* START *

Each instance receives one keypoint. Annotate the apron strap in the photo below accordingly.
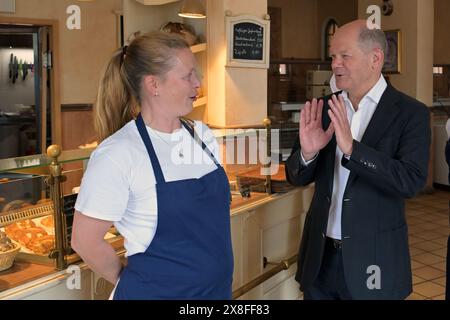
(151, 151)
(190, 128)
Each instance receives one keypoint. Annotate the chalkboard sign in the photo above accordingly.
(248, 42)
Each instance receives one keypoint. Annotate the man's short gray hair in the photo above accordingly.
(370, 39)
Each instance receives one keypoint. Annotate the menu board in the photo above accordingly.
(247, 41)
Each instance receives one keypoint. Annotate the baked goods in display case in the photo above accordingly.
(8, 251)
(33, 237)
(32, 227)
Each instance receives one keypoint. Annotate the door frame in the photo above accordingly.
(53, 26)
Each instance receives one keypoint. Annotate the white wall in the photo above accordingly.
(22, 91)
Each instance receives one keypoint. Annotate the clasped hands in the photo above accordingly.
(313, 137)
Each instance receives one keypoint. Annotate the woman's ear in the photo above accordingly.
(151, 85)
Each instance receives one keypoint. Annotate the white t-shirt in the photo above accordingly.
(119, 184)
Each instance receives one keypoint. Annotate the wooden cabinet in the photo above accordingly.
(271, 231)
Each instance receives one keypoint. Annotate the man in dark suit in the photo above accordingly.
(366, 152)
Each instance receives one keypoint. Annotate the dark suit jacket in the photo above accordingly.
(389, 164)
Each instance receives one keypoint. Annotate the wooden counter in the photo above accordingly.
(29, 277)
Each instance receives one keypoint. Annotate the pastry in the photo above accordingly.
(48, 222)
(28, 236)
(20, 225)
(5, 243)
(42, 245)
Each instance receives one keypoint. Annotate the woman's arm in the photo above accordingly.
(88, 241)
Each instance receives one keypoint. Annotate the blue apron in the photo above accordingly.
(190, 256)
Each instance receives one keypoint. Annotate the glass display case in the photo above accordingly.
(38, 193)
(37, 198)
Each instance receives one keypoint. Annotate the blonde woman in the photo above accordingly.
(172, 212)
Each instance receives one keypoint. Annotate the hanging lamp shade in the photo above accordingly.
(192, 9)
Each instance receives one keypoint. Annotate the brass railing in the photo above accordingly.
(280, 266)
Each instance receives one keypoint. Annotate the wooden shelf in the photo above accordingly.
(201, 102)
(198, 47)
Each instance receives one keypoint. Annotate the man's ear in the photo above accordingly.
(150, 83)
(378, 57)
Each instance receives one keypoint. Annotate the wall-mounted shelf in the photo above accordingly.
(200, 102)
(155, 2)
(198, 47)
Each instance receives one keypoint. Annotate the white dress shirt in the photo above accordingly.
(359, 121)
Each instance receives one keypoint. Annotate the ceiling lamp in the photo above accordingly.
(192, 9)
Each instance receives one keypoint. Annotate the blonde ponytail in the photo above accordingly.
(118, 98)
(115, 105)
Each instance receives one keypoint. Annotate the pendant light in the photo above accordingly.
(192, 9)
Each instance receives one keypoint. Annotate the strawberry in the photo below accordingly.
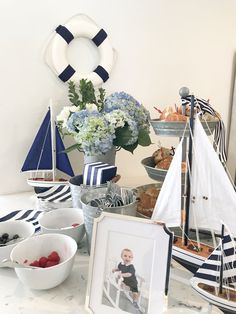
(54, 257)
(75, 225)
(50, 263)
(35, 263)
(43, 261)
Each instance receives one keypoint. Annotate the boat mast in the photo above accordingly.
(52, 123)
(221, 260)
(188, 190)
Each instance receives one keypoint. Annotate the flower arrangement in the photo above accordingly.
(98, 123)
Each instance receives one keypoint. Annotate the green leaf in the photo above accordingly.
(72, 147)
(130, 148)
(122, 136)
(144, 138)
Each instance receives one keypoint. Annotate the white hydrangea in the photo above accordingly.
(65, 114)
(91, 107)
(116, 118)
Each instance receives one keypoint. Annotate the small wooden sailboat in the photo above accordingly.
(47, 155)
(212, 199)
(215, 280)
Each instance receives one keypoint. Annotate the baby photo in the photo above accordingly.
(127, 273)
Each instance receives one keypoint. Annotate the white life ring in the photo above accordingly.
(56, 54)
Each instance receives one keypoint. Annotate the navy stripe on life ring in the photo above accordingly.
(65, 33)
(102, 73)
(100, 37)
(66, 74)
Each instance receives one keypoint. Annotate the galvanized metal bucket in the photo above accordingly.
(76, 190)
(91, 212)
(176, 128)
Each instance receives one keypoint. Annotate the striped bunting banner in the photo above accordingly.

* END *

== EXERCISE PROMPT ==
Ignore the images and quote every line of the listing exactly.

== RESULT BELOW ==
Each instance receives one keypoint. Annotate the apron strap in the photo below accordingly.
(151, 151)
(190, 128)
Each instance receives one keypoint. Annotate the chalkboard sign in the photo above accordingly.
(248, 42)
Each instance receives one keypoint. Annotate the man's short gray hair in the photo above accordingly.
(370, 39)
Each instance receives one keypoint. Annotate the menu board in the photo above accordingly.
(247, 41)
Each instance receives one keypoint. Annotate the baked goods in display case in the photo above accordingly.
(8, 251)
(33, 237)
(32, 227)
Each instance receives one keypoint. Annotate the door frame in the photo above accordingly.
(53, 26)
Each instance receives one keypoint. Annotate the white wall in the photo above accordingly.
(22, 91)
Each instance receives one keypoint. Annotate the clasped hands in the photo above accordingly.
(313, 137)
Each instance receives one keypoint. Annotate the woman's ear in the photo above accordingly.
(151, 85)
Each instance receives one keypoint. Annotate the white t-shirt in the photo above accordingly.
(119, 184)
Each instance receives one keypoint. Annotate the wooden cabinet in the photo above accordingly.
(271, 231)
Each instance receives one keypoint. Annotate the man in dark suit in the photo above accordingly.
(366, 152)
Each instance receives one keypoint. Annotate the dark suit jacket in the photo above accordingly.
(389, 164)
Each instance receives one keypoint. Annotate the wooden counter in the photo above accordingly.
(29, 277)
Each instance receives one keypoint. Annotate the pastry in the photo above accordingly.
(48, 222)
(28, 236)
(20, 225)
(5, 243)
(42, 245)
Each instance receives one keypoint. Annotate the woman's arm in the photo above accordingly.
(88, 241)
Each instance receives one keypoint. Annotate the blue apron in the photo above accordingly.
(190, 256)
Each instance receives one keypoint. Annotate the glass display case in the photo above accordingly.
(38, 193)
(37, 198)
Each instance receives one keypoint. Annotate the blonde woman in the photo above accordingly.
(172, 212)
Each instance receives one keypoint. Annotate the hanging lamp shade in the photo above accordingly.
(192, 9)
Each instance receives one keypoint. Annotate the brass railing in the photo above accordingly.
(280, 266)
Each instance receives one keypoint. Annotate the wooden shelf in the photo above accordingly.
(201, 102)
(198, 47)
Each instance receives one keypoint. Annotate the man's ear in the photo above accordingly.
(150, 83)
(378, 57)
Each instance receives one keypoint. Annotate the wall-mounted shelf in the photo above accordingly.
(200, 102)
(155, 2)
(198, 47)
Each instance receives one keypoint. Annotate the white dress shirt in the photo above accordingly.
(359, 121)
Each instance receives one keypoint. Annotate the ceiling lamp in the photo above accordingly.
(192, 9)
Each instance receives one keypoint. Annotate the blonde ponytail in the photo above accordingly.
(118, 98)
(115, 105)
Each instance receives one keypoint. Annotate the pendant light in the photo above accordingly.
(192, 9)
Each instance receives one keypoint. Annotate the strawberry in the photo below accordingly.
(54, 257)
(75, 225)
(50, 263)
(35, 263)
(43, 261)
Each instance receives one keypoint. Annotate the boat mast in the photo above accordingly.
(52, 123)
(221, 260)
(188, 190)
Each instance receives one keypoint. Annotate the flower arrangement in the photo above accordingly.
(98, 123)
Each instance receives one keypoint. Annotate the green leaf in the photo above accordingly.
(72, 147)
(130, 148)
(122, 136)
(144, 138)
Each instance receives one keypoint. Annotate the white hydrangea in the photo above accordingly.
(65, 114)
(91, 107)
(116, 118)
Each instance receives one keypoint. Annotate the small wooden sailboat in the photo above accordingly.
(47, 155)
(212, 199)
(215, 280)
Each instance receives one keypoint. Annotate the baby photo in the photo above accordingly.
(127, 273)
Each instance receives one keypoint. Annotate the white life ring in the photo above accordingly.
(56, 54)
Each instance receives one keypoint. Annotate the navy stripe on life ring in the photo above accordingly.
(65, 33)
(102, 73)
(100, 37)
(66, 74)
Each instance receives one keypoint. Annotate the galvanized metal bucket in the photo above accordingly.
(76, 190)
(91, 212)
(176, 128)
Each instance receives one keypoint. Annotate the striped bunting banner in the photo above accordingly.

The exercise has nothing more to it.